» **Provided passage**:
━━━━━━━━━━━━━━━━

Beer: Enjoying the taste of Temple Bar at home

Porterhouse's Renegade is a 5.3 per cent New England style IPA
Paul McConville

YOU could be here a while if you were to start listing the comical ways in which the powers-that-be have suggested we 'ease' out of the current lockdown, but you haven't got the time and I don't have the word count.

However, one which had eyebrows scraping the ceiling was the notion that pubs could open but not serve alcohol. Funnily enough, they didn't suggest opening barbers so you could go and engage in a bit of friendly banter, but by no means get your bap chopped.

The 'pub with no beer' was rightly met with derision. It would be especially hard on smaller beer producers and the independent pubs who champion them.

There was a time, though, when there weren't many local producers for forward-thinking publicans to champion, but the two came together in the opening of the Porterhouse in Dublin.

Porterhouse kicked down the door for locally produced and specialty beer and even though their bars in Dublin can't currently serve their own 'homebrew', their beer is still available in cans.

I got my hands on a couple to see if they might somehow transport me to a bustling Temple Bar. Unfortunately, they didn't quite manage that, but were enjoyable nonetheless.

First up was Renegade, a 5.3 per cent New England style IPA. It pours an amber, almost orange colour in the glass and there's not a lot of murkiness to you might expect from a NE IPA. It's still hazy enough and there are a fair few sticky and juicy aromas on the surface.

━━━━━━━━━━━━━━━━

[Saved entries]
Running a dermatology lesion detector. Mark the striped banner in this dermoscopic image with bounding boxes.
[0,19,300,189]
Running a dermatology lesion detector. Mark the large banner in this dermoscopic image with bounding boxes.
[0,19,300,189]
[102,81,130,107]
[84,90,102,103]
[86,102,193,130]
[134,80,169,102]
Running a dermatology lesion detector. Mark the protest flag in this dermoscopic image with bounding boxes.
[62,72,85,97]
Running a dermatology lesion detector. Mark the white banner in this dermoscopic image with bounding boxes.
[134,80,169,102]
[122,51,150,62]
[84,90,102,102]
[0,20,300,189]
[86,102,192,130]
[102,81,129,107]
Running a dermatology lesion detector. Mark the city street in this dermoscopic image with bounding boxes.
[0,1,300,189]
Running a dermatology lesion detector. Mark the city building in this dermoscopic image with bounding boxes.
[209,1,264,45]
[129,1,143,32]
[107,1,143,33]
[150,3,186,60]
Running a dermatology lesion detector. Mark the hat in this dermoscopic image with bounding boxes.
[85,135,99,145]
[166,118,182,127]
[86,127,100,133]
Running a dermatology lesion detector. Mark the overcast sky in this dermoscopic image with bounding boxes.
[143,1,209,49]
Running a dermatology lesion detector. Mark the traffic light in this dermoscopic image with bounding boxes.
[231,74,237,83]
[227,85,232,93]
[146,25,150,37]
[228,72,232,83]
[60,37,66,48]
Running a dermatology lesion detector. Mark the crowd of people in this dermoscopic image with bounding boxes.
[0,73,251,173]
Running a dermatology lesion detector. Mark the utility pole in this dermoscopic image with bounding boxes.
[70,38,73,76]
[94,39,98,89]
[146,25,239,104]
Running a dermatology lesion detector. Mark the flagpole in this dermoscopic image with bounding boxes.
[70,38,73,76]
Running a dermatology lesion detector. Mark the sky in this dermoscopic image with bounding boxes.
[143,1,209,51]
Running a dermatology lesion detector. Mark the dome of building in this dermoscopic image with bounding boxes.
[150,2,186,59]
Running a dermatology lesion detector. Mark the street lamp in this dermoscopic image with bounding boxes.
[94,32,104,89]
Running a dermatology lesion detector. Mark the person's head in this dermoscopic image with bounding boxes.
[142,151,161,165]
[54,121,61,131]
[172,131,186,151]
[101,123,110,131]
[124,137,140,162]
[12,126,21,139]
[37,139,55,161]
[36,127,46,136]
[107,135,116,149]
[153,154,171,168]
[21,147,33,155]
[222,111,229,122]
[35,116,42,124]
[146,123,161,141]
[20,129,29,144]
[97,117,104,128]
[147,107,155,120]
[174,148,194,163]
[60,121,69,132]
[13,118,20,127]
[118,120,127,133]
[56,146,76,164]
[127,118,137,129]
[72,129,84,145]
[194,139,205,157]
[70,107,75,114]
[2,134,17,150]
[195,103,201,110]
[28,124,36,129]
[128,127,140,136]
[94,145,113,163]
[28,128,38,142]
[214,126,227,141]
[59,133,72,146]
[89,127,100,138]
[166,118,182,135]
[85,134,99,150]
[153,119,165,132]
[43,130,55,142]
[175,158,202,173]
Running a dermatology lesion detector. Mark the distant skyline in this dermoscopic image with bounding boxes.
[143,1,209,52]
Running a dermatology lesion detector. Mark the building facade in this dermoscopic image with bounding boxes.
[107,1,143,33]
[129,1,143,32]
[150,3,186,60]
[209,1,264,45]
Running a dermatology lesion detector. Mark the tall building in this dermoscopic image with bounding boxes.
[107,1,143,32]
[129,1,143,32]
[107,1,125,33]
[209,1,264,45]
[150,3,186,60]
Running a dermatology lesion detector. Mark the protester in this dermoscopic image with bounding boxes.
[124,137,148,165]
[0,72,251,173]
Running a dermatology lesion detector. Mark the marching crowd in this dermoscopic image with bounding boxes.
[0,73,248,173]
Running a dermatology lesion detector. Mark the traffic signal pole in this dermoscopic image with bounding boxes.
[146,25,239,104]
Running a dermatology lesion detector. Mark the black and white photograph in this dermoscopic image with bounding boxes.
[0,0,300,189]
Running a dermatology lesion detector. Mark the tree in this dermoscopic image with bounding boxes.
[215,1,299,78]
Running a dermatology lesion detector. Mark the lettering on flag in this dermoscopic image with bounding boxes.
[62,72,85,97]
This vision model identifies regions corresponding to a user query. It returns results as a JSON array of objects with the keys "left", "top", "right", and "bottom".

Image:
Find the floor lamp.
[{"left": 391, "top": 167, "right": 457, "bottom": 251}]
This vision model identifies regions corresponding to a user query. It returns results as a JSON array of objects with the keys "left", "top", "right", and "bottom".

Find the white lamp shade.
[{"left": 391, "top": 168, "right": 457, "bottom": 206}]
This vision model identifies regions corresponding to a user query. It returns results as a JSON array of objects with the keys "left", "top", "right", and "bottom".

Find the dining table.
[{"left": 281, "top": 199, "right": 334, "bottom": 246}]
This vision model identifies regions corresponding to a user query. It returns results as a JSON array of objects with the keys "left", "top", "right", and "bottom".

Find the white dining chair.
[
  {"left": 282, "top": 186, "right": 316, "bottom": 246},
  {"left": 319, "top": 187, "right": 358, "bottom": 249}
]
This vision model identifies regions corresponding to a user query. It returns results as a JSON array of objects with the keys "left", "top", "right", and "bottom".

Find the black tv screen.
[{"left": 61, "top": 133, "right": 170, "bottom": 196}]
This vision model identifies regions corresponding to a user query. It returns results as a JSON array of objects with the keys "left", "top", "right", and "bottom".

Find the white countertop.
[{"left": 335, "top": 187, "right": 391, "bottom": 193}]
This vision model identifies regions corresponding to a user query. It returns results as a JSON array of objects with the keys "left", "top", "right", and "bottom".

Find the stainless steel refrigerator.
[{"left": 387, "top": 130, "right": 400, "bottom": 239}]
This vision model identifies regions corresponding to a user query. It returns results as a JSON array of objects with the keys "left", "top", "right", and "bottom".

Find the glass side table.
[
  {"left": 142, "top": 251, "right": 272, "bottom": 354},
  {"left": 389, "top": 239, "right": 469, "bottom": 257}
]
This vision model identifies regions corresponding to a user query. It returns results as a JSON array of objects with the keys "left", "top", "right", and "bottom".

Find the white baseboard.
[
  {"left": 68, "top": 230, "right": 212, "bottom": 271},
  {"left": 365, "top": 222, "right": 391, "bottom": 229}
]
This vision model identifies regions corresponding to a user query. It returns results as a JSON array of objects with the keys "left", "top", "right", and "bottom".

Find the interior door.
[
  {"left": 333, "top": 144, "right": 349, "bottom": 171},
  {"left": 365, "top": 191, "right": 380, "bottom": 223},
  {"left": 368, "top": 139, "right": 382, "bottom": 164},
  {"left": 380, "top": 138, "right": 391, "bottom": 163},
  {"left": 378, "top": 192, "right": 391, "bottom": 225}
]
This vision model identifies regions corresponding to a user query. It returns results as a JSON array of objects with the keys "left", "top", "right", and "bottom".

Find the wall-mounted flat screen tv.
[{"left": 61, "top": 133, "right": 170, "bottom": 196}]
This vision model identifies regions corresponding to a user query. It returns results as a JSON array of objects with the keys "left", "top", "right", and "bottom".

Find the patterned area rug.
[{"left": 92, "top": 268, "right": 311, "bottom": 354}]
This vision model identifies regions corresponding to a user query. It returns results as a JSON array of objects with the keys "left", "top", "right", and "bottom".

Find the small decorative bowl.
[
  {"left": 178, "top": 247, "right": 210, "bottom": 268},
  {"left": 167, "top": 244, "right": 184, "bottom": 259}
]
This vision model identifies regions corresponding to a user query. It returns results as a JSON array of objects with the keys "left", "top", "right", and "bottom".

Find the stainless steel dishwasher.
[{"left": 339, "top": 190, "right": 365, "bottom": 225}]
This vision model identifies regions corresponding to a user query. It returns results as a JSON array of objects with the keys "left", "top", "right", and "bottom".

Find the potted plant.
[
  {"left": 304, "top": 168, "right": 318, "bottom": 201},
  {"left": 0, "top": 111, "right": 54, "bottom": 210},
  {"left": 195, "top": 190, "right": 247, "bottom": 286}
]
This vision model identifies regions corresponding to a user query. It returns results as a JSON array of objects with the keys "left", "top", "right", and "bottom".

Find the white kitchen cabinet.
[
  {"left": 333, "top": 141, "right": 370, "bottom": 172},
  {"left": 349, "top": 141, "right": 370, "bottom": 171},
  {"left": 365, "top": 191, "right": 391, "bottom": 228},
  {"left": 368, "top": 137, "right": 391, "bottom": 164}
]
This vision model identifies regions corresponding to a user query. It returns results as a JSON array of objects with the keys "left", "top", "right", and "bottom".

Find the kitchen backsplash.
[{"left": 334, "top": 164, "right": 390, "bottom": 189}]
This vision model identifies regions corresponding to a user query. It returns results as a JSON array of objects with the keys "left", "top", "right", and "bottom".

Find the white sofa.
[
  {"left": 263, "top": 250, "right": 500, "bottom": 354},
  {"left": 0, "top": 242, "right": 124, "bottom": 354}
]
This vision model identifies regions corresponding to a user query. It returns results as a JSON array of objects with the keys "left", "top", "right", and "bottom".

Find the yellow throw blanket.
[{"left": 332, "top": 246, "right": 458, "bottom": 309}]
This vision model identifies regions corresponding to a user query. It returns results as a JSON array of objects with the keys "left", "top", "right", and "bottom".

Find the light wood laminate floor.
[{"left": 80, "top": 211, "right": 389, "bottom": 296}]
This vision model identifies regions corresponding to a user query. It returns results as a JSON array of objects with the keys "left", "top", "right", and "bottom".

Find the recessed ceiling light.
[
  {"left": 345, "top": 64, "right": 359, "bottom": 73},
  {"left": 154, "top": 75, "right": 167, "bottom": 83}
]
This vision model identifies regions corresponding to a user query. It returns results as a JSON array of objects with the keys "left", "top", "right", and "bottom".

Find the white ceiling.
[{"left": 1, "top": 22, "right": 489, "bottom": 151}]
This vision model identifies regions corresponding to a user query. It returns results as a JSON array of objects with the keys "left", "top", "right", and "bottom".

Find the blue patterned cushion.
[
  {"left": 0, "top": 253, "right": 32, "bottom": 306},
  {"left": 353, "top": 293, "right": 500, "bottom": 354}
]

━━━━━━━━━━━━━━━━

» **Exercise tasks**:
- 1) Write out the beer review in full, word for word.
- 2) Render everything in the listing from its start down to the line containing "[143,1,209,49]", inclusive, as a numbered list, leaving out blank lines.

» **Responses to the exercise**:
- 1)
Beer: Enjoying the taste of Temple Bar at home

Porterhouse's Renegade is a 5.3 per cent New England style IPA
Paul McConville

YOU could be here a while if you were to start listing the comical ways in which the powers-that-be have suggested we 'ease' out of the current lockdown, but you haven't got the time and I don't have the word count.

However, one which had eyebrows scraping the ceiling was the notion that pubs could open but not serve alcohol. Funnily enough, they didn't suggest opening barbers so you could go and engage in a bit of friendly banter, but by no means get your bap chopped.

The 'pub with no beer' was rightly met with derision. It would be especially hard on smaller beer producers and the independent pubs who champion them.

There was a time, though, when there weren't many local producers for forward-thinking publicans to champion, but the two came together in the opening of the Porterhouse in Dublin.

Porterhouse kicked down the door for locally produced and specialty beer and even though their bars in Dublin can't currently serve their own 'homebrew', their beer is still available in cans.

I got my hands on a couple to see if they might somehow transport me to a bustling Temple Bar. Unfortunately, they didn't quite manage that, but were enjoyable nonetheless.

First up was Renegade, a 5.3 per cent New England style IPA. It pours an amber, almost orange colour in the glass and there's not a lot of murkiness to you might expect from a NE IPA. It's still hazy enough and there are a fair few sticky and juicy aromas on the surface.

- 2)
1. Running a dermatology lesion detector. Mark the striped banner in this dermoscopic image with bounding boxes.
2. [0,19,300,189]
3. Running a dermatology lesion detector. Mark the large banner in this dermoscopic image with bounding boxes.
4. [0,19,300,189]
5. [102,81,130,107]
6. [84,90,102,103]
7. [86,102,193,130]
8. [134,80,169,102]
9. Running a dermatology lesion detector. Mark the protest flag in this dermoscopic image with bounding boxes.
10. [62,72,85,97]
11. Running a dermatology lesion detector. Mark the white banner in this dermoscopic image with bounding boxes.
12. [134,80,169,102]
13. [122,51,150,62]
14. [84,90,102,102]
15. [0,20,300,189]
16. [86,102,192,130]
17. [102,81,129,107]
18. Running a dermatology lesion detector. Mark the city street in this dermoscopic image with bounding boxes.
19. [0,1,300,189]
20. Running a dermatology lesion detector. Mark the city building in this dermoscopic image with bounding boxes.
21. [209,1,264,45]
22. [129,1,143,32]
23. [107,1,143,33]
24. [150,3,186,60]
25. Running a dermatology lesion detector. Mark the hat in this dermoscopic image with bounding boxes.
26. [85,135,99,145]
27. [166,118,182,127]
28. [86,127,100,133]
29. Running a dermatology lesion detector. Mark the overcast sky in this dermoscopic image with bounding boxes.
30. [143,1,209,49]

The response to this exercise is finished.